• Your objective:
Put the lines below into a Markdown table with two columns, Row and Line, giving each line a row number and skipping any blank lines. Leave the pictures out.

[Begin]

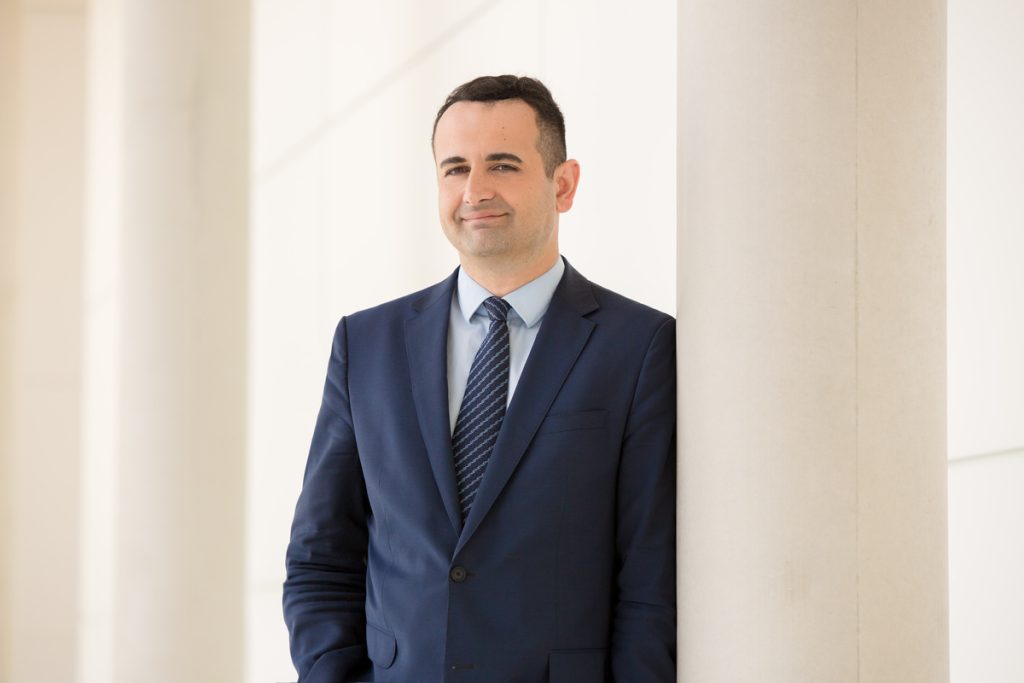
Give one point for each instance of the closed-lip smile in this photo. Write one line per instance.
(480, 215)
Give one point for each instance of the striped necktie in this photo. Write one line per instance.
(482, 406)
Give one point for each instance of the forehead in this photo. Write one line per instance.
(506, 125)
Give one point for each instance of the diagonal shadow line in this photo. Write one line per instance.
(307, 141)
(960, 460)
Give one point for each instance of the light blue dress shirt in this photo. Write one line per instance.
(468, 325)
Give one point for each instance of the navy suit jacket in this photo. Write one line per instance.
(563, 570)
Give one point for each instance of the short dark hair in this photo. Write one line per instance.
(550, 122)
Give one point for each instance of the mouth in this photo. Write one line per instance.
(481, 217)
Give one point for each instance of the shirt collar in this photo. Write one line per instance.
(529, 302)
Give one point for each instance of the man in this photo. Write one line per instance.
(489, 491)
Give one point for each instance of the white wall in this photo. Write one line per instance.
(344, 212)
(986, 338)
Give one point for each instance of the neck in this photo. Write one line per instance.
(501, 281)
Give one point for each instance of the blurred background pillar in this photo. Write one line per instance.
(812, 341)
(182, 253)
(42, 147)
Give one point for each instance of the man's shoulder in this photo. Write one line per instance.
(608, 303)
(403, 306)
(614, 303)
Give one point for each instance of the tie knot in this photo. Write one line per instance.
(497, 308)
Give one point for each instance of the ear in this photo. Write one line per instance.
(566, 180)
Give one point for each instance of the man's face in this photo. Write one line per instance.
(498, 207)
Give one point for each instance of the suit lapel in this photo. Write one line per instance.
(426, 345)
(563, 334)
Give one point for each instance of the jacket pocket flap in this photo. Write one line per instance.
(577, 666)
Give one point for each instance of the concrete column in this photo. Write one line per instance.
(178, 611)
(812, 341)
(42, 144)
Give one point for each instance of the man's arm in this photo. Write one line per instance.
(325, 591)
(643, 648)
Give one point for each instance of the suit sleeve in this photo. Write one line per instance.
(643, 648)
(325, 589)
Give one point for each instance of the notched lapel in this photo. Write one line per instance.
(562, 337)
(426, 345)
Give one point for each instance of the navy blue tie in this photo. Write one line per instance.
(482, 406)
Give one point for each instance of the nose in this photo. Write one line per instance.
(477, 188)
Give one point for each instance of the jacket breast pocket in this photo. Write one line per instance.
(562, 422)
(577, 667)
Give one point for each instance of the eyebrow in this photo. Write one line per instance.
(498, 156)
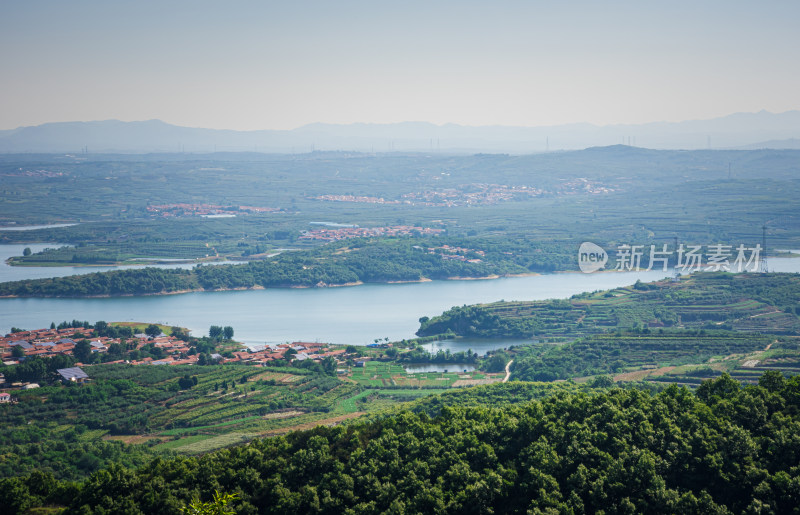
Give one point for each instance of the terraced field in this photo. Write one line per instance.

[End]

• Answer to the exercise:
| Row | Line |
|---|---|
| 1 | Give one point for each instance of the closed-lip smile in this photo. Write one line per instance. |
| 2 | (480, 215) |
| 3 | Give one point for each instance of the striped necktie in this photo. Write one line per instance. |
| 4 | (482, 406) |
| 5 | Give one point for each instance of the forehead in this photo. Write one line per instance. |
| 6 | (506, 125) |
| 7 | Give one point for each instance of the diagonal shadow line in this photo. Write one line per instance. |
| 8 | (307, 141) |
| 9 | (960, 460) |
| 10 | Give one point for each instance of the light blue dress shirt in this photo. Write one line per instance. |
| 11 | (468, 325) |
| 12 | Give one point for each instance of the navy suit jacket in this photo. Write one line per instance. |
| 13 | (563, 570) |
| 14 | Give one point for each instance of the short dark hair in this photo. Write one line per instance. |
| 15 | (550, 122) |
| 16 | Give one point for each instance of the mouth in this photo. Write one line per instance. |
| 17 | (481, 217) |
| 18 | Give one point for each instance of the shirt collar in this photo. Write one line per instance. |
| 19 | (529, 302) |
| 20 | Give one point for each instance of the man in this photo. Write one line per instance. |
| 21 | (489, 491) |
| 22 | Give one point for each instance of the white wall in this photo. Write one line per instance. |
| 23 | (344, 212) |
| 24 | (986, 338) |
| 25 | Give one point for each instance of the neck in this photo. Write one line per instance. |
| 26 | (501, 281) |
| 27 | Give one point for each instance of the blurred background pillar in this photo. Write one line per instance. |
| 28 | (812, 341) |
| 29 | (182, 253) |
| 30 | (42, 147) |
| 31 | Give one point for each instance of the man's shoulder in this photo. Write one line per instance. |
| 32 | (608, 303) |
| 33 | (403, 306) |
| 34 | (614, 303) |
| 35 | Give one point for each instance of the tie knot in this photo. Write one line per instance. |
| 36 | (497, 308) |
| 37 | Give one point for each instance of the ear in this photo. Write one line per instance. |
| 38 | (566, 180) |
| 39 | Give one point for each instance of the man's face in this photo. Write one line per instance. |
| 40 | (498, 207) |
| 41 | Give one point for each instance of the suit lapel in this photo. Write one line per instance. |
| 42 | (426, 345) |
| 43 | (563, 334) |
| 44 | Give one point for each instance of the jacket pocket flap in this photo. Write one line per instance. |
| 45 | (577, 666) |
| 46 | Give one point for each instance of the concrete column in this photo. Write one line per instance. |
| 47 | (178, 611) |
| 48 | (812, 341) |
| 49 | (42, 144) |
| 50 | Give one point for each instance of the man's arm in this photo. Write one line per instance. |
| 51 | (325, 591) |
| 52 | (643, 648) |
| 53 | Give one point for each instance of the suit sleeve in this photo. Write one line per instance. |
| 54 | (643, 648) |
| 55 | (325, 589) |
| 56 | Give one point for each instance of the notched lapel in this photo. Write one line per instance. |
| 57 | (562, 337) |
| 58 | (426, 345) |
| 59 | Give one point for each instance of the navy blue tie in this photo. Write one line per instance. |
| 60 | (482, 406) |
| 61 | Give one point for each instance of the nose in this photo. Write one line per instance. |
| 62 | (477, 188) |
| 63 | Give one point for each instance of the jacket breast pocket in this photo. Write one line per instance. |
| 64 | (562, 422) |
| 65 | (577, 667) |
| 66 | Give one point for each instance of the eyebrow in this photo. Write one line per instance. |
| 67 | (498, 156) |
| 68 | Give one point for each instance of the terraced field in this photo. Write one line per instance. |